> **Records**
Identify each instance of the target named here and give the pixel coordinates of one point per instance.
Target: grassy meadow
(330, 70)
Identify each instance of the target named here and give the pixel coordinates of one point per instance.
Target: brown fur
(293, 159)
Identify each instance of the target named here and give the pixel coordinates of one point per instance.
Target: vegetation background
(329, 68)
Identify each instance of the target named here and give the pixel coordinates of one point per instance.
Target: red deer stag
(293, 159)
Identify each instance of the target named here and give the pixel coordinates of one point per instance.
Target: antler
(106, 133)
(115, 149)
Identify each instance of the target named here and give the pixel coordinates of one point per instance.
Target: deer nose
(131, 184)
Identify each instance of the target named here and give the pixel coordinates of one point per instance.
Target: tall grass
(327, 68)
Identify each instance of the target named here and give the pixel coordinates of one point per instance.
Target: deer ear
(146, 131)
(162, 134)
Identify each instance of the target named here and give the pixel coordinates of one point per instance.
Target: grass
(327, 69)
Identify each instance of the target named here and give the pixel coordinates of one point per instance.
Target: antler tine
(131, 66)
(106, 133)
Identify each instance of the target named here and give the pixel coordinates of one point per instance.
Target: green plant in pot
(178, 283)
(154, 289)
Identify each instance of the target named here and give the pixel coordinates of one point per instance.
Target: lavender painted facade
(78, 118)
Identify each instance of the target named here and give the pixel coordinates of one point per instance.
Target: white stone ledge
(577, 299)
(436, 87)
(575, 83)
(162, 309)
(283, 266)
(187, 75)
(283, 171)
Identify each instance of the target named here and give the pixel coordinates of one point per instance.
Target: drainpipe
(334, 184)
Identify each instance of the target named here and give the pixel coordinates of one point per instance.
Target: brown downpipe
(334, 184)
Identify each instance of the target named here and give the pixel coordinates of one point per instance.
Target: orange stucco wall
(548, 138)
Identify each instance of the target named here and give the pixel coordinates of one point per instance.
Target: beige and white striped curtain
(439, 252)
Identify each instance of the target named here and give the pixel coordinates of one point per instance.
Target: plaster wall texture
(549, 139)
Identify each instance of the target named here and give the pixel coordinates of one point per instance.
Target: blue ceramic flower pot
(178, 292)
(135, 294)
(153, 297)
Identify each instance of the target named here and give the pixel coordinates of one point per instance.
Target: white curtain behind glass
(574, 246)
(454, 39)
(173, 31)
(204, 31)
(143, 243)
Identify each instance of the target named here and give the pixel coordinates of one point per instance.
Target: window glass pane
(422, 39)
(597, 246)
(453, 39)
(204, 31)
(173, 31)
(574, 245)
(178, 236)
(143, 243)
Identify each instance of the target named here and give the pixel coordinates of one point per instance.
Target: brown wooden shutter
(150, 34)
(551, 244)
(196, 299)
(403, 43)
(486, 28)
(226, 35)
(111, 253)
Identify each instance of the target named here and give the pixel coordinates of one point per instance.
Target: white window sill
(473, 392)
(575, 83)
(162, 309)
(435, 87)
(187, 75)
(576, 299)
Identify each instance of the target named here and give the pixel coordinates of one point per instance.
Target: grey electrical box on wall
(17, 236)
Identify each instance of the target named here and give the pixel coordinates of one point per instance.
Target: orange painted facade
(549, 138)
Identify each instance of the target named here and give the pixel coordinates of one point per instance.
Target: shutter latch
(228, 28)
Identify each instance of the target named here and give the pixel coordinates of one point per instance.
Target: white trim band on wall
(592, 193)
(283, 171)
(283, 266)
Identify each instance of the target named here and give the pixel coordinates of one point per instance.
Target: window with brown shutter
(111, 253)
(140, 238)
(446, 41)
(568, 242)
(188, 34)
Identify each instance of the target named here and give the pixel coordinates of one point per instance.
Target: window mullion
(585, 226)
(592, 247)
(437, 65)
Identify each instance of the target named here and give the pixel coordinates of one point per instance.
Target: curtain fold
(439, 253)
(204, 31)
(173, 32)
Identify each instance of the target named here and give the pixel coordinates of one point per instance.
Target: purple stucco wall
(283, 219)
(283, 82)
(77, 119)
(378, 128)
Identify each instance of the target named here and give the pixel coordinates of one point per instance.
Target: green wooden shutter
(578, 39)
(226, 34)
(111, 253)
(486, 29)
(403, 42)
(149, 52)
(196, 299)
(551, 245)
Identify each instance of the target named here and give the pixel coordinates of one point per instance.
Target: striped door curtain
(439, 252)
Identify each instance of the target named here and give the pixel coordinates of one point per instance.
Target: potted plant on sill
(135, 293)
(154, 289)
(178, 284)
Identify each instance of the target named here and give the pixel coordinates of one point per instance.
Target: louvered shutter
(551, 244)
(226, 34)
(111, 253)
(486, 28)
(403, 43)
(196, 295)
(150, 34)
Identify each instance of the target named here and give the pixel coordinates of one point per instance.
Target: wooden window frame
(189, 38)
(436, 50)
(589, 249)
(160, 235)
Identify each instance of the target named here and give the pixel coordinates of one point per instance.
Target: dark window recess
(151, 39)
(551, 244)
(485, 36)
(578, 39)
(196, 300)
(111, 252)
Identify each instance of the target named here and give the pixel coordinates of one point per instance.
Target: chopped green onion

> **Written request**
Write the entries again, exactly as they stand.

> **Problem solution**
Identify each instance of the target named here and give the pixel coordinates of one point per instance.
Target: grassy meadow
(330, 70)
Identify each instance of the target named here and give the pixel coordinates of one point per instance.
Target: brown fur
(293, 159)
Identify each instance of the target named here and give the pixel coordinates of one point per instance.
Target: vegetation background
(329, 68)
Identify each instance of the target named here and give the pixel coordinates of one point per instance.
Target: red deer stag
(293, 159)
Identify each instance of the target named here and give the pixel coordinates of one point per instance.
Target: antler
(106, 133)
(115, 149)
Identify each instance of the target named here and give the pixel coordinates of one point per instance.
Target: deer nose
(131, 184)
Identify each instance of the target named here and give the pixel coordinates of one point per instance.
Target: tall grass
(327, 68)
Identify each instance of the target named here and give the pixel coordinates of one point per instance.
Target: deer ear
(146, 131)
(162, 134)
Identify each instance of the target named here and give the pixel coordinates of one point per instance.
Target: grass
(327, 69)
Identify each instance of the target named here and give the pixel coordinates of one point per instance.
Target: antler tine
(131, 66)
(106, 133)
Identify each instance of the target named here and give the pixel coordinates of one point per instance.
Target: green plant in pot
(178, 283)
(154, 289)
Identify each instance of the target named here and give the pixel coordinates of one point per instance.
Target: lavender painted facade
(78, 118)
Identify each instance of the target named here and give the pixel coordinates of one point per instance.
Target: white stone ledge
(577, 299)
(436, 87)
(575, 83)
(162, 309)
(283, 266)
(187, 75)
(283, 171)
Identify each instance of the target named here and give the pixel coordinates of one point per instance.
Target: drainpipe
(334, 184)
Identify each instance of the target named here and give the pixel coordinates of one point per instance.
Target: brown downpipe
(334, 184)
Identify each instance of the target named here and give the pixel coordinates of one point per instance.
Target: orange stucco wall
(548, 138)
Identify each instance of the target named here and give the pixel coordinates of one point per instance.
Target: beige and white striped curtain
(439, 252)
Identify each instance of the target named here and give the pixel coordinates of one point per instance.
Target: plaster wall texture
(549, 139)
Identify each instance of the target named here and give the pixel coordinates of one point per instance.
Target: blue ceramic flower pot
(178, 292)
(135, 294)
(153, 297)
Identify each instance of the target named here and give the pixel coordinates of one point per instance.
Target: white curtain behind glass
(574, 246)
(454, 39)
(173, 31)
(204, 31)
(143, 243)
Identify each instance of the target named here and give the pixel coordinates of one point per instance.
Target: window glass pane
(422, 39)
(597, 246)
(453, 39)
(204, 31)
(173, 31)
(574, 245)
(178, 236)
(143, 243)
Identify each instance of the target named here and give the pixel coordinates of one point per instance.
Target: brown wooden shutter
(150, 34)
(551, 244)
(196, 299)
(403, 43)
(486, 28)
(226, 35)
(111, 253)
Identify each instance of the target named here and give the pixel coordinates of one point per instance.
Target: white window sill
(473, 392)
(575, 83)
(162, 309)
(435, 87)
(187, 75)
(576, 299)
Identify each instance of the target named here and give the pixel coordinates of one point per instance.
Target: grey electrical box on wall
(17, 236)
Identify each instance of the target named here and give the pixel coordinates of one point per instance.
Target: orange painted facade
(549, 138)
Identify each instance of the target named here and give the pixel coordinates of one point per instance.
Target: shutter latch
(228, 28)
Identify each instance of the target named here and give the pixel coordinates of one point per instance.
Target: white trim band on wall
(592, 193)
(283, 171)
(283, 266)
Identify each instance of the target named here and give the pixel coordinates of one point per instance.
Target: window with brown shutter
(111, 253)
(140, 238)
(446, 41)
(568, 242)
(188, 34)
Identify each instance of the target named here and give the pixel coordinates of one point per instance.
Target: window mullion
(585, 226)
(592, 247)
(437, 65)
Identify each instance of the target named here and give the pixel coordinates of one point per instance.
Target: curtain fold
(439, 253)
(204, 31)
(173, 32)
Identify each instance of the target named here and give the pixel coordinates of one point per instance.
Target: purple stucco wall
(283, 219)
(283, 82)
(77, 119)
(378, 128)
Identify each instance of the target named here and give the pixel coordinates of one point per instance.
Target: green wooden shutter
(578, 39)
(226, 34)
(111, 253)
(486, 29)
(403, 42)
(149, 52)
(196, 299)
(551, 245)
Identify each instance of the target named here and give the pixel coordinates of one point per instance.
Target: striped door curtain
(439, 252)
Identify each instance of the target named here and give the pixel coordinates of one point per instance.
Target: potted plant on sill
(135, 293)
(154, 289)
(178, 284)
Identify each instance of the target named here and give the pixel coordinates of one point per instance.
Target: louvered shutter
(551, 244)
(226, 34)
(111, 253)
(486, 28)
(403, 43)
(196, 295)
(150, 34)
Identify each instance of the target named here and give the pixel coordinates of one point per instance.
Target: wooden window frame
(189, 38)
(436, 50)
(589, 249)
(160, 235)
Identify each instance of the target named here and give the pixel coordinates of one point per instance.
Target: dark window recess
(151, 39)
(551, 244)
(485, 36)
(578, 39)
(196, 300)
(111, 252)
Identify each instance of the target named here and give the pixel coordinates of one point per instance.
Target: chopped green onion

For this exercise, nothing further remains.